[What is needed]:
Answer these questions from the journal summary on unaccompanied refugee minors:
(a) How many published quantitative studies did the review identify?
(b) According to one study, what percentage of the minors had foster parents or guardians who could detect a mental health need?
(c) What age limit did the review use to define children?

[Text section]:
╔══

Featured Journal Content
Child Care, Health and Development
Volume 45, Issue 2 Pages: 147-311 March 2019
Prevention of psychological distress and promotion of resilience amongst unaccompanied refugee minors in resettlement countries
Ritu Mitra, Matthew Hodes
First Published: 20 January 2019
As increasing numbers of unaccompanied refugee minors (URMs) are arriving in Europe, there is a need to investigate which factors promote psychological resilience and improve their mental health. This review aims to identify preventive post settlement influences, including living arrangements, access to mental health services, and effective treatments that may improve mental health outcomes.
A systematic literature review was conducted of published papers in any language for children (<18 years) entering a host country, unaccompanied and seeking asylum. Specific studies were eligible if they examined any treatment or nontreatment influences on mental health or psychological resilience for the URM. Thirteen published quantitative studies were identified.
URMs in more supportive living arrangements including foster care had lower risk of PTSD and lower depressive symptoms compared with those in semi‐independent care arrangements. URMs living in reception settings that restricted freedom had more anxiety symptoms. Regarding help seeking, one study found only 30% of URMs had foster parents or guardians who could detect a mental health need. Two papers found the URMs had low levels of contact with mental health services despite the high prevalence of psychiatric symptoms. URMs were less likely than accompanied children to receive trauma‐focused interventions, cognitive therapy, or even practical assistance with basic social needs.

╚══

[Given records]:
╔══

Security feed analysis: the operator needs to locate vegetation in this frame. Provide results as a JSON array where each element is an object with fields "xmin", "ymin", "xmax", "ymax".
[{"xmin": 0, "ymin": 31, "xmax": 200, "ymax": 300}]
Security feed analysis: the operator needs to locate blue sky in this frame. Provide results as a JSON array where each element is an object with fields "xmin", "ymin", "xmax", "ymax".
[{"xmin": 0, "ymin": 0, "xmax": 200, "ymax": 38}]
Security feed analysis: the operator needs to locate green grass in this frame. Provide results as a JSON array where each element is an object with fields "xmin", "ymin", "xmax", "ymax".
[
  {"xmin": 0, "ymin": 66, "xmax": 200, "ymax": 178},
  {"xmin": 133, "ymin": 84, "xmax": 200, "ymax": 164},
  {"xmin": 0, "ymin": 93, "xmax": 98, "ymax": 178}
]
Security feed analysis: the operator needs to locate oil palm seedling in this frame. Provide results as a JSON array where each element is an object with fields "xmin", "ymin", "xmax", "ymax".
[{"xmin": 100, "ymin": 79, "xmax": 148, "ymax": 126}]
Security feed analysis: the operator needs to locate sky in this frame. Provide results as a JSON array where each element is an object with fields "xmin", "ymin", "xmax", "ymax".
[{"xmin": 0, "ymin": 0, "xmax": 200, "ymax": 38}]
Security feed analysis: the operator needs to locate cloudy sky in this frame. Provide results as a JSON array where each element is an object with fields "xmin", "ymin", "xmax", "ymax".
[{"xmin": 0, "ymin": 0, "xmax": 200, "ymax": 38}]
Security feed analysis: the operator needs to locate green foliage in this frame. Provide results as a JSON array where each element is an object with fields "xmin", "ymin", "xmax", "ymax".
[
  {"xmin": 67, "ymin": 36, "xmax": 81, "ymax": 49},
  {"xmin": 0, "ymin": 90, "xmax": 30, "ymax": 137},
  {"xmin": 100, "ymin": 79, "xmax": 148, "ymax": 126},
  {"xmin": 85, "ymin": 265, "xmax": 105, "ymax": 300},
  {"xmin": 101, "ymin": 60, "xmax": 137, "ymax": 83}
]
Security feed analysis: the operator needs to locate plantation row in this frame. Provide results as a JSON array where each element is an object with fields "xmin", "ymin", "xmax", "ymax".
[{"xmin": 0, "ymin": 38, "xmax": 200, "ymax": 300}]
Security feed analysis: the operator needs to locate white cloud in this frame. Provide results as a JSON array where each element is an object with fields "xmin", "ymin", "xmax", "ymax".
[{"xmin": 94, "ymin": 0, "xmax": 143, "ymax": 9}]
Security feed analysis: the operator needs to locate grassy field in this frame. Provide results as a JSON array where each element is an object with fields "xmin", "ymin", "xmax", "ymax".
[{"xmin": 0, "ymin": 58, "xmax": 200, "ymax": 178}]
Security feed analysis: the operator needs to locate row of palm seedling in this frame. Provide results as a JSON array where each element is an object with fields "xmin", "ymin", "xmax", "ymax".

╚══

[Completed task]:
(a) Thirteen.
(b) 30%.
(c) Under 18 years.